Do this: Copy out the records in full, word for word, without pictures.

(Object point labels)
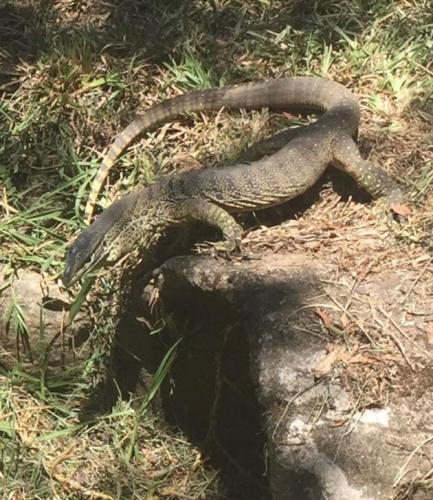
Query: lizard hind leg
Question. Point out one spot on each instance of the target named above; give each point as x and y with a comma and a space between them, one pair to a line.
212, 214
374, 180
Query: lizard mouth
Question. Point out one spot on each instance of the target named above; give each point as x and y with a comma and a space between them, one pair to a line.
85, 255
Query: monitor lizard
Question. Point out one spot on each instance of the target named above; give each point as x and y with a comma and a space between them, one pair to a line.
211, 195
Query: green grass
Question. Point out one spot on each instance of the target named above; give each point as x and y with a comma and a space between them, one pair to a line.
69, 81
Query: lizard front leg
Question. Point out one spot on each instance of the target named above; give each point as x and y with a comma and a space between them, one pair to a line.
209, 213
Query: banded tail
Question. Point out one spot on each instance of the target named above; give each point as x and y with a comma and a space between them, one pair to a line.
299, 94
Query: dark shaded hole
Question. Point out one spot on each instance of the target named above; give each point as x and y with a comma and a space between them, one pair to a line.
208, 395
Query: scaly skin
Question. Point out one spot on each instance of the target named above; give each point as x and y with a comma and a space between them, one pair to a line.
211, 195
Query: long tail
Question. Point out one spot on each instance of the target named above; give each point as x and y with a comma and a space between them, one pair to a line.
297, 94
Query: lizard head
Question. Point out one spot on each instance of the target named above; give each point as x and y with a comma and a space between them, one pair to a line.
109, 238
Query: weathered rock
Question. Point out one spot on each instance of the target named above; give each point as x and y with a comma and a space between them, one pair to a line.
322, 443
33, 321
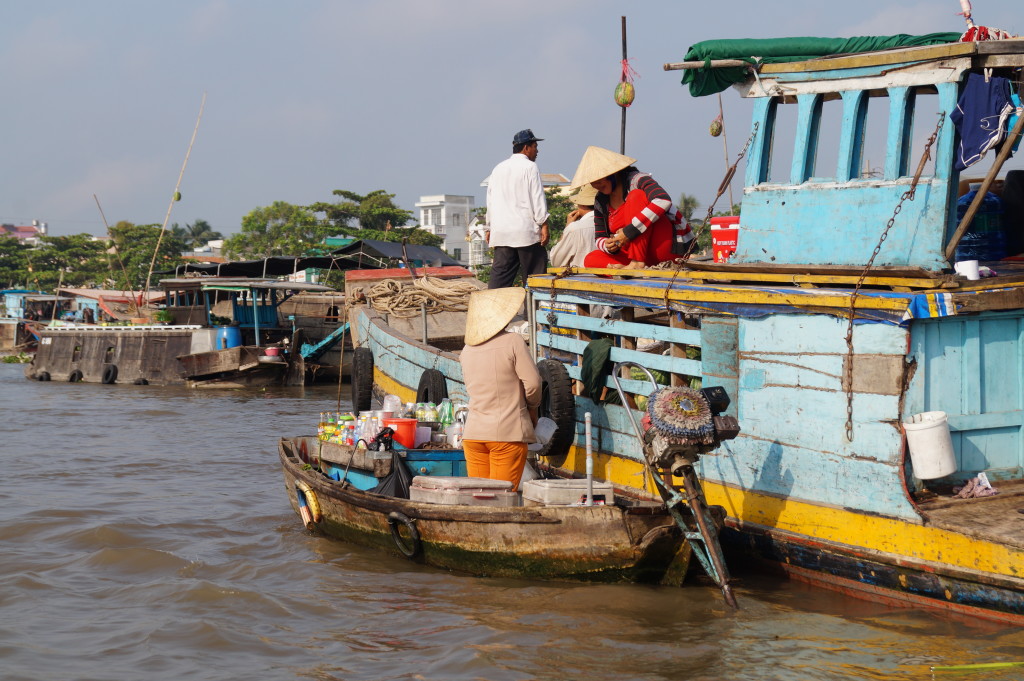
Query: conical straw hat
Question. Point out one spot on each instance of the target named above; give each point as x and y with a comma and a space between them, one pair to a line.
491, 310
598, 163
585, 197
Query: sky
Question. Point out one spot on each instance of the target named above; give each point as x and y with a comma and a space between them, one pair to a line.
99, 99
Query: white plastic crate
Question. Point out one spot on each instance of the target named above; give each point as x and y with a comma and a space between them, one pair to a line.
465, 491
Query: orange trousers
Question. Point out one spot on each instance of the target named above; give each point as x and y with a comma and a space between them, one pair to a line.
498, 461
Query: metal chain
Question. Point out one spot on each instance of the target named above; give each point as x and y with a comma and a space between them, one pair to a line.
907, 196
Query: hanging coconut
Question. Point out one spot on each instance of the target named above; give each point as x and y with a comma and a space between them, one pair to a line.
625, 93
716, 127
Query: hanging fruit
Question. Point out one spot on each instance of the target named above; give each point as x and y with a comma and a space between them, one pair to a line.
716, 126
625, 93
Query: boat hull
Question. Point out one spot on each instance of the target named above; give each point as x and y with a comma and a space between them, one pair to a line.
598, 543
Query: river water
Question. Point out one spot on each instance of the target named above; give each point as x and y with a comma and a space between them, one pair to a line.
145, 534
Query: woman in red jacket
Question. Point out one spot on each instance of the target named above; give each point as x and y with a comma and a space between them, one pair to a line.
635, 223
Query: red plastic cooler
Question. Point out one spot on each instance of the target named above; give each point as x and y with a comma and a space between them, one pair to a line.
724, 233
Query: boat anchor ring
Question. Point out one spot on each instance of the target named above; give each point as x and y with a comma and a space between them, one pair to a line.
413, 546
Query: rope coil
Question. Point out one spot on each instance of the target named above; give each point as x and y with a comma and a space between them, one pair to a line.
407, 300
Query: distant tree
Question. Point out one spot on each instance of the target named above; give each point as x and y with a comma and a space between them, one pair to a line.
280, 228
178, 231
14, 260
200, 232
135, 245
366, 216
71, 261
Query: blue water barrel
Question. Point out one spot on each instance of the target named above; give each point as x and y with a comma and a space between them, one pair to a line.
228, 337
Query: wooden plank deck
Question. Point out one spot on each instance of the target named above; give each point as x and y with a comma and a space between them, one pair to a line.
998, 518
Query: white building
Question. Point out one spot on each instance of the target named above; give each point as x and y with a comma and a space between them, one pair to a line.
449, 216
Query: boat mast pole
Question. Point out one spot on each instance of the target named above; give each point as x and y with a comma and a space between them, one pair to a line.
590, 462
175, 197
622, 137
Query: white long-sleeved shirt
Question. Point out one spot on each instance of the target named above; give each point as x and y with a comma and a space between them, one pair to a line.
516, 206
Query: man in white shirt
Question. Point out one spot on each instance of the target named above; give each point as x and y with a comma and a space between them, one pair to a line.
517, 214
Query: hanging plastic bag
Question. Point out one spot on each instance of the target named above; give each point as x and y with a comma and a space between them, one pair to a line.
396, 482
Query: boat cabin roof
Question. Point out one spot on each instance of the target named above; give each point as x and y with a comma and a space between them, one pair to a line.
239, 284
837, 142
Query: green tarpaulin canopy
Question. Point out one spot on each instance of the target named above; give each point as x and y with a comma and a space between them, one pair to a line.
708, 80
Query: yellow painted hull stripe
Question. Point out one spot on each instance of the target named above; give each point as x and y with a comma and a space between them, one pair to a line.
819, 523
822, 523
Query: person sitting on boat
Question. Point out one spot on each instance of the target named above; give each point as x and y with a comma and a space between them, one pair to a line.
635, 223
503, 384
578, 238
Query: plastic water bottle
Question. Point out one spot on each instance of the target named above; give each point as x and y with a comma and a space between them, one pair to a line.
445, 413
985, 239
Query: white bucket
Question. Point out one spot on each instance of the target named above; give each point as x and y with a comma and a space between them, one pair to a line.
527, 474
930, 443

Response to this exercise:
Query: lizard hind leg
Question. Point out one spot on each instance of the target named above; give each point as x and y with a comma and a space between them, one pair to a line.
212, 214
374, 180
Query: lizard mouth
Question. Point out one spot on each instance of the target named above; give each point as x and y with a comma and a space between them, one pair to a line.
85, 255
Query: monitor lizard
Question. Point out one spot on each instance of the target named above; give each point as x and y with a comma and a space between them, one pair to a line.
211, 195
Query: green grass
Question. Point out one spot on each instance of the target named above; give each point as x and y with a comma and a space between them, one pair to a line.
69, 81
Query: lizard front leg
Question. Point out one spot on each instance of the target named above; give each point as x and y with a comma and a space between them, one pair to a line.
209, 213
Query: banded tail
Question. Point out one spot on each instance of the target named above; give each point as x and y with a comma and a space between them, one pair to a line.
299, 94
Query: dark shaded hole
Question. Point out one spot on each instance of the target named above; give each point as x and y with a comma and a space between them, one pair to a line.
208, 395
Query: scaly skin
Question. Point out one spot on each instance of the target named above; give each point as x and y with a comma and a space between them, one pair to a line.
211, 195
Query: long tail
Question. Point out one spot on each instance of the target named above; give each point as x and y with a comma and a space between them, one pair to a line.
297, 94
Query: lizard head
Question. Point out one spot on each instance of the target named above; give each point as x and y with a comma and a space between them, one pair to a line.
109, 238
Query: weathered rock
Question. Point out one spot on each instance of the target named above; give each point as x and y with a comma and a space between them, one pair to a line.
322, 443
33, 321
Query: conical straw hat
Question. Point out one spot on each instance of the target named above; give each point as x and y with a comma and a space between them, one pair to a line.
491, 310
598, 163
585, 197
Query: sky
Question. Point out one spot on each instance of the target named above; give each point as x and y with a comma and a space between them, one pair to a line.
99, 99
Query: white plastic crate
Question. Point out one spot on each instance of the target named above; give each point as x and y with a comma and a space between them, one pair to a line.
465, 491
Query: orange trousers
Question. Point out one spot on each instance of the target named above; give each point as x and y with a comma and a space between them, one pair to a line.
498, 461
Query: metal chain
Question. Point out one spot on each instance of the target named above; give each point as x and y with a comma and a space between them, one pair to a line.
907, 196
Query: hanging coconut
Question. Point out one spot on each instance of the target named above; give each point as x and y with a comma and a space between them, one pair to a line.
625, 93
716, 127
Query: hanging fruit
Question. Point out one spot on each instance of the target named above; give each point as x and y with a comma and a space between them, one pair to a line.
716, 126
625, 93
Query: boat hull
Question. Point out one spot on each instance of the target named above; give each point as x and y with a comma and a space between them, one pair to a line.
598, 543
Query: river water
Question. Point out one spot on each instance of the target named above; give each point as x and y with a comma and a space between them, one pair to a line.
145, 534
Query: woman in red jacket
Question. Point out one spot on each instance of the target named above; give each point as x and y with a comma and a space between them, one pair to a line.
635, 223
Query: red plastic cooler
Question. Point out one spot on each instance of the target named above; give each point as x and y with a comma and a space between them, one pair to a line.
724, 233
Query: boat anchor ring
Question. Point out one spot on each instance of the target named above; give each point as x and y with a comma and a space between them, one pair to a line.
413, 546
Query: rope coil
Question. Point out one spot on each instance of the target named above; give each point as x and y with a comma and a space between them, one pair to a line.
407, 300
Query: distant tree
Question. Point out one spot on each instance of the target named above; give each point as x and y with a comma and a space between them, one pair to a line.
280, 228
178, 231
14, 260
200, 232
135, 245
366, 216
71, 261
Query: blue water barrel
Question. Point out one spot on each instance of the target named above; give each point as x and y with a comma and a space between them, one pair to a line.
228, 337
Query: wooden plank deck
Question. Point out one spot on each instance of the target named above; give each point as x and y with a comma and a space between them, one pair to a line.
998, 518
Query: white building
Question. Point out one spot on each instance of the target named above; give each point as x and y with a comma and a space between them, one pair to a line.
449, 216
Query: boat mast pole
Question. Point out one spot on each instance of the target named above; give each point as x and y with a comma and a space between them, one pair to a line.
590, 462
175, 197
622, 137
Query: white long-sleeved shirt
Question. Point out one spot on each instance of the target named above; give each point as x and y with a comma and a space between them, one pair to a line.
516, 206
Query: man in white shirt
Question. Point out one spot on each instance of the target named above; give each point as x and y with a comma and a space between them, one pair to a line.
517, 214
Query: hanging plastic bag
Question. Point out one spot on each instance of the target named above; give each point as x and y with a comma and a space between them, one pair to a line.
396, 482
Query: boat cabin roof
Question. Point out one spot on each instance of the target named above; give each point as x and y with a comma and a space between them, one pair to a line.
239, 284
837, 142
Query: green tarpaulin canopy
Question. Point out one spot on each instance of the target named above; give each point as x and y with a comma and a space between them, one pair to a line.
708, 80
Query: yellow painted hull stripe
Question. Point out one spot on each instance of the target named above; give each point as x and y with a comma and a space between them, one pair to a line.
819, 523
822, 523
Query: person sitting on boat
Question. Point out one spot on each instance of the target named above; give each point as x and y with a comma and a space between them, one pair to a line.
635, 223
503, 384
578, 238
Query: plastic water bottle
Question. Point out one spot on each instance of the target named above; give each point as x and y with a comma and a space between them, one pair to a line.
445, 413
985, 239
Query: white bucket
Question. Point out one spot on each instance of the target named above; give each point as x and y with a comma and a space between them, one pair to a line.
527, 474
930, 443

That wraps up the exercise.